■ **WHAT YOU HAVE TO DO**
Answer these questions from the forum thread on EU preference for method C:
(a) Why were no work plans published this year?
(b) Which agency employed the statistician in the frustrating Wednesday workshop chat?
(c) What adjusted α does the reply suggest for anyone who wants to go with Method B?

■ **DOCUMENT EXTRACT**

################

ElMaestro
★★★

Denmark,
2019-10-11 12:25
(1889 d 00:05 ago)

Posting: # 20683
Views: 6,792
 

 EU, method C preference [Two-Stage / GS Designs]

Hi all,

I remember having heard EU regulators mention preference for method C out of consideration for the type I error. But I can't seem to find a presentation from anyone saying so. Do you know, do one of you experts have a link or a presentation by a regulator where this was stated?

Many thanks.

Pass or fail!
ElMaestro
Helmut
★★★
avatar
Homepage
Vienna, Austria,
2019-10-11 13:52
(1888 d 22:38 ago)

@ ElMaestro
Posting: # 20684
Views: 6,255
 

 On the contrary, my dear Dr. Watson!

Hi ElMaestro,

❝ I remember having heard EU regulators mention preference for method C out of consideration for the type I error.


What? Where?

❝ But I can't seem to find a presentation from anyone saying so.


Would surprise me if there is any.

❝ Do you […] have a link or a presentation by a regulator where this was stated?


Nope. The collaborative work about the type I error was removed from the work plan last year (Paola Coppola’s presentation at BioBridges 2018):

[image]


No work plans published this year for both parties due to Brexit. However, there is an unequivocal preference towards methods demonstrating analytically strict control of the TIE.1,2,3 In my experience European regulatory statisticians hate simulation-based methods.

On Wednesday’s workshop I endured a frustrating chat with a statistician of the Austrian agency AGES. Collection of errors and misconceptions:
  • Simulation-based methods ‘Type 2’ (e.g., Potvin C) lead to an inflated TIE.
    Wrong. Even with the original adjusted α 0.0294 only within n1 12–16 and CV 16–26%. Could easily be counteracted by a more conservative α 0.0282.
  • Kieser and Rauch4 showed that 0.0294 is not correct.
    Wrong. The authors didn’t show anything (in the sense of a proof) but lamented that 0.0294 is Pocock’s adjusted α for a superiority test (one-sided), wheras for equivalence the correct one is 0.0304. Right, though both are for a group-sequential design with a fixed sample size and one interim at exactly ½N.a That’s not what we have in a TSD with sample size re-estimation in the interim. When you inspect the electronic supplementary material of the paper – or better, perform simulations with a narrower grid – you will find a slight inflation of the TIE. In TSDs the adjustment depends on the ranges of n1 and CV, the fixed GMR, and the target power. Incidentally in Method B 0.0294 turns out to be conservative.b That’s the reason why regulators prefer B over C. For an example where Method C was not accepted see there. If you want to go with Method B, you could use an adjusted α 0.0301. Quoting the GL: “… the choice of how much alpha to spend at the interim analysis is at the company’s discretion.”

################

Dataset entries
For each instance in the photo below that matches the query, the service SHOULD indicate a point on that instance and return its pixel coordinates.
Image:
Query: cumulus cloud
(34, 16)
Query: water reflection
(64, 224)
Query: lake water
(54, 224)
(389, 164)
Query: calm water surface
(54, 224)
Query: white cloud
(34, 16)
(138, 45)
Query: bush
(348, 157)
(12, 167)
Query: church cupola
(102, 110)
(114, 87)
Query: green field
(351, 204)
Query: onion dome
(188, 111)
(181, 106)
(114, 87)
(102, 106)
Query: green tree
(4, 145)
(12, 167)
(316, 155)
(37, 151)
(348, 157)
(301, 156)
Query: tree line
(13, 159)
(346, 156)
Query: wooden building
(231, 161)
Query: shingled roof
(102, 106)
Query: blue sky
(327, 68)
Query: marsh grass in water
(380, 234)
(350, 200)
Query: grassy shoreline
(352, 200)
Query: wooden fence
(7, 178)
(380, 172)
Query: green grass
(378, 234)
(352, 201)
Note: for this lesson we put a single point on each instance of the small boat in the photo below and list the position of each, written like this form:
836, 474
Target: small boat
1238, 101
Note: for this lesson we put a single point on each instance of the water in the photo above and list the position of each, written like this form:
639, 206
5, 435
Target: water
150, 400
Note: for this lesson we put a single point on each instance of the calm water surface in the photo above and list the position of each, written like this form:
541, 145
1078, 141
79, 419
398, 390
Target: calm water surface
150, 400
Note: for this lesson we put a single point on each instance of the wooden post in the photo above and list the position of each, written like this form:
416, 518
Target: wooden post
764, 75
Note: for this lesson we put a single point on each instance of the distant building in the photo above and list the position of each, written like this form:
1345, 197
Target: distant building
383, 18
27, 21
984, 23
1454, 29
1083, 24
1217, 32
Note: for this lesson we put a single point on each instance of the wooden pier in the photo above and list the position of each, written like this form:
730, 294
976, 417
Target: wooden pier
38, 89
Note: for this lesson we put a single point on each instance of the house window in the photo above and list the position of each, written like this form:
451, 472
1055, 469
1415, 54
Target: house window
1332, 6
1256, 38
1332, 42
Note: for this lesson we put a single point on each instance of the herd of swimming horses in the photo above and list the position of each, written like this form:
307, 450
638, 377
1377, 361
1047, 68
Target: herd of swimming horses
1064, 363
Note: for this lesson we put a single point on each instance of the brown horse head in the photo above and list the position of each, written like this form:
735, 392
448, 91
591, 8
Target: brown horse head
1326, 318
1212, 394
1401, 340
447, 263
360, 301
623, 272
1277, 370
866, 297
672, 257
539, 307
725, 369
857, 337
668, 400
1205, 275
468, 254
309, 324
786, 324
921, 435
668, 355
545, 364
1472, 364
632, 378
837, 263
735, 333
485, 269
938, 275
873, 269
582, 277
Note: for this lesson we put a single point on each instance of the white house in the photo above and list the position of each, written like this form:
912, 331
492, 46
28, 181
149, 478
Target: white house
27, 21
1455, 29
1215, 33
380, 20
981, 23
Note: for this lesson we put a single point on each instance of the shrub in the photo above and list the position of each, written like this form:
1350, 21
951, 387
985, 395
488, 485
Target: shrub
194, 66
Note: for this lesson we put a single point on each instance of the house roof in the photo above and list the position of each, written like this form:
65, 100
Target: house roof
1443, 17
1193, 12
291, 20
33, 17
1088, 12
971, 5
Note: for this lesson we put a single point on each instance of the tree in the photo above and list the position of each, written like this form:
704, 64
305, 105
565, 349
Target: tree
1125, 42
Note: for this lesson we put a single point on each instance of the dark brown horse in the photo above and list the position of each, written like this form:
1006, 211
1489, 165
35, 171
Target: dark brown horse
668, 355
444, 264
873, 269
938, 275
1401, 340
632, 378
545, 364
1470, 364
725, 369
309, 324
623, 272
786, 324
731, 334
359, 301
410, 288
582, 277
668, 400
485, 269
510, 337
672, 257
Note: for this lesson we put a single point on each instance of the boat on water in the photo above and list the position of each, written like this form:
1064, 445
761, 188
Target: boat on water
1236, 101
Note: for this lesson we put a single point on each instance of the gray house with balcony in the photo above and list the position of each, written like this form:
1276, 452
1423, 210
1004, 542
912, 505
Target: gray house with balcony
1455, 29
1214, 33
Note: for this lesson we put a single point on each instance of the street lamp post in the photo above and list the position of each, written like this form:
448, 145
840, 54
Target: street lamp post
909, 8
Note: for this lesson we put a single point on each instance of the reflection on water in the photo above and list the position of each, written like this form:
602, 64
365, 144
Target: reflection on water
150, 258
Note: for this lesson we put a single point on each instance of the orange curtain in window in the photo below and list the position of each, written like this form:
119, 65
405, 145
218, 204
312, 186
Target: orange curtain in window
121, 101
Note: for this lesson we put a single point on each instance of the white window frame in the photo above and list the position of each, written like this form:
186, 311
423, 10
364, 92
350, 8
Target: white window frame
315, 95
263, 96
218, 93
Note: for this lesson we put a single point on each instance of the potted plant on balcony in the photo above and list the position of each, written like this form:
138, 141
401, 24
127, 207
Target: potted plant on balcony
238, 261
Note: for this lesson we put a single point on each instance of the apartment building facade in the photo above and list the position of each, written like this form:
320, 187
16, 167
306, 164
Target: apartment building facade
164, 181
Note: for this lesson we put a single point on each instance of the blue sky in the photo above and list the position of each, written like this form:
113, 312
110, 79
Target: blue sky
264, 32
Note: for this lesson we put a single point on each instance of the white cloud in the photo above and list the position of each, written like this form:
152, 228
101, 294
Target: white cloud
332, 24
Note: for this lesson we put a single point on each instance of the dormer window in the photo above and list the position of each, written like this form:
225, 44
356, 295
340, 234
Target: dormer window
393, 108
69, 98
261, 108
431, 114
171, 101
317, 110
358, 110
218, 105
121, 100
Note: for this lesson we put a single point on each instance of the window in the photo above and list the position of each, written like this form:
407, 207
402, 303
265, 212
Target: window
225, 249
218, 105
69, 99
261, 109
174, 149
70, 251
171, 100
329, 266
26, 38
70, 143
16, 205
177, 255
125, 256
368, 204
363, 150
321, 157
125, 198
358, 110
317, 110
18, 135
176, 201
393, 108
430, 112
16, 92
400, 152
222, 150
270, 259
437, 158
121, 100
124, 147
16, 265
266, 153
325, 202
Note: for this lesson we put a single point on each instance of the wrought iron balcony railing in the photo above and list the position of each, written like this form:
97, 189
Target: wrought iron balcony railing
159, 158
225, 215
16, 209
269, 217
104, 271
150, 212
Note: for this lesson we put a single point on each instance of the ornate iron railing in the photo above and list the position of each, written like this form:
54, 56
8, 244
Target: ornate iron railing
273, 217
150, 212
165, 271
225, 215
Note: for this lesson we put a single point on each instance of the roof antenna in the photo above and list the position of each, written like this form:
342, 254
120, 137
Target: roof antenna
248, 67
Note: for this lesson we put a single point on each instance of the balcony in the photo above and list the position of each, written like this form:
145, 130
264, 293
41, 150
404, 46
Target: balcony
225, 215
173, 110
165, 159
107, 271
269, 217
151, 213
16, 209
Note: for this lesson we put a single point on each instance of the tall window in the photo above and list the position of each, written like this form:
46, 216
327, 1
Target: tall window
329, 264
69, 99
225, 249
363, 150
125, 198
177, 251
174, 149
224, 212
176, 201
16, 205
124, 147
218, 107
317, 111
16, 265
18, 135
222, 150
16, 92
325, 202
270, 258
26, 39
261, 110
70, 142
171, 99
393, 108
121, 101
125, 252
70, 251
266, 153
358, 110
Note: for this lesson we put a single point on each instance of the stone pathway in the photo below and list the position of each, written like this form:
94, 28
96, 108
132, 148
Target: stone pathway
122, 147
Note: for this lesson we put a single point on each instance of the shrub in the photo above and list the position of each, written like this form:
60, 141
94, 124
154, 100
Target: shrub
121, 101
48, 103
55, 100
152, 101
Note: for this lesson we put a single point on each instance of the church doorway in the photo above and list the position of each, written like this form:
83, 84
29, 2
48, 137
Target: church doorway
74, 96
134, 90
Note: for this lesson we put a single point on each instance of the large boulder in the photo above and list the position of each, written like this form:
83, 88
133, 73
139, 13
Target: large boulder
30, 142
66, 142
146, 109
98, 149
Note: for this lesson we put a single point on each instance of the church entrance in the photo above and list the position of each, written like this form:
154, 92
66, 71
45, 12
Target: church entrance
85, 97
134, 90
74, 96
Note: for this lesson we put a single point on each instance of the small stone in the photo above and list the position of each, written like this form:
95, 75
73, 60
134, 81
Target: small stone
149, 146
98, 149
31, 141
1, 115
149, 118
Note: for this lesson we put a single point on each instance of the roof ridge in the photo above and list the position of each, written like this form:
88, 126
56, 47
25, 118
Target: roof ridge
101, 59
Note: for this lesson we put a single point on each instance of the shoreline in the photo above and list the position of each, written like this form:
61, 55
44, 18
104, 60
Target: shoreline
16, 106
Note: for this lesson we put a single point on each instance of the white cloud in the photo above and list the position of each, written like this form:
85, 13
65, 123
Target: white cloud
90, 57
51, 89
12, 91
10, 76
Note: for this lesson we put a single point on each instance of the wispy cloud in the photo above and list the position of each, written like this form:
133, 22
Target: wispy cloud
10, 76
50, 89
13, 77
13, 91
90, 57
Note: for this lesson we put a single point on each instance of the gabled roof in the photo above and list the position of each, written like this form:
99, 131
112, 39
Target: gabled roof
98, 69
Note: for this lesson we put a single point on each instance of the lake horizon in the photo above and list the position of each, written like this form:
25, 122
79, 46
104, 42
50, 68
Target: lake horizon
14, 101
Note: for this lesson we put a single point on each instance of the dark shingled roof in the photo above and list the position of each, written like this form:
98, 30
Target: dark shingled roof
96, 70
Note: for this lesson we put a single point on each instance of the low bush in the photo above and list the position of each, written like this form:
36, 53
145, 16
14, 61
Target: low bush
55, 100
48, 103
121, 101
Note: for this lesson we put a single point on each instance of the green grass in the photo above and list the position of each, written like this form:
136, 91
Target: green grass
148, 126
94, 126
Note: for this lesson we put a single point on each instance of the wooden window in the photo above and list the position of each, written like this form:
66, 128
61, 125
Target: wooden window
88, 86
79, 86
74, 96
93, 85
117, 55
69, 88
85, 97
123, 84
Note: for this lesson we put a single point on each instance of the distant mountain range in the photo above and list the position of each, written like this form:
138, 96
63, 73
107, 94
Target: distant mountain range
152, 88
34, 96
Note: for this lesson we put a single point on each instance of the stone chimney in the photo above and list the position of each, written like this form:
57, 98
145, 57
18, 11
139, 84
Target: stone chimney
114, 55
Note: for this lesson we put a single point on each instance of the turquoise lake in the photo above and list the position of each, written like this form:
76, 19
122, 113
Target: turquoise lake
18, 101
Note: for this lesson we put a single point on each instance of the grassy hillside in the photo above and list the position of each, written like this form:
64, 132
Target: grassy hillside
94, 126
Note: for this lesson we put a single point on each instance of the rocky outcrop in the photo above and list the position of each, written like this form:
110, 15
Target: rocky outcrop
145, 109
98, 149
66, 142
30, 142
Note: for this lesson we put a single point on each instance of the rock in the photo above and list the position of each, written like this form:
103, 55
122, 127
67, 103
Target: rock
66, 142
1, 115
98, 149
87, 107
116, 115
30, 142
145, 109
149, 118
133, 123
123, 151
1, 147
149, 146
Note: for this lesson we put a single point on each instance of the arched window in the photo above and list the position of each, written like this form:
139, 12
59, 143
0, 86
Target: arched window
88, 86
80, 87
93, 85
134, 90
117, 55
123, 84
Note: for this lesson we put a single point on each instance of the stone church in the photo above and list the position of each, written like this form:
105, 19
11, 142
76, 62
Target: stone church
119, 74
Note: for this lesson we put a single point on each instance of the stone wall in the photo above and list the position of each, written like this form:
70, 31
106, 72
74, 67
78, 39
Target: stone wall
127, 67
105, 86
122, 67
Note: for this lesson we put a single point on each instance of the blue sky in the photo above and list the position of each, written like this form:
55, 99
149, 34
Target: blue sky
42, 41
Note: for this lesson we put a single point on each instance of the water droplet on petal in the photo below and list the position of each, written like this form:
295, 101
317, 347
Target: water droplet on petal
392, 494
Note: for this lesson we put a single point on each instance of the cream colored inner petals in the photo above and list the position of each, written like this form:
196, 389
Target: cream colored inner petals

################

■ **EXERCISE RESULT**
(a) Brexit
(b) The Austrian agency AGES
(c) 0.0301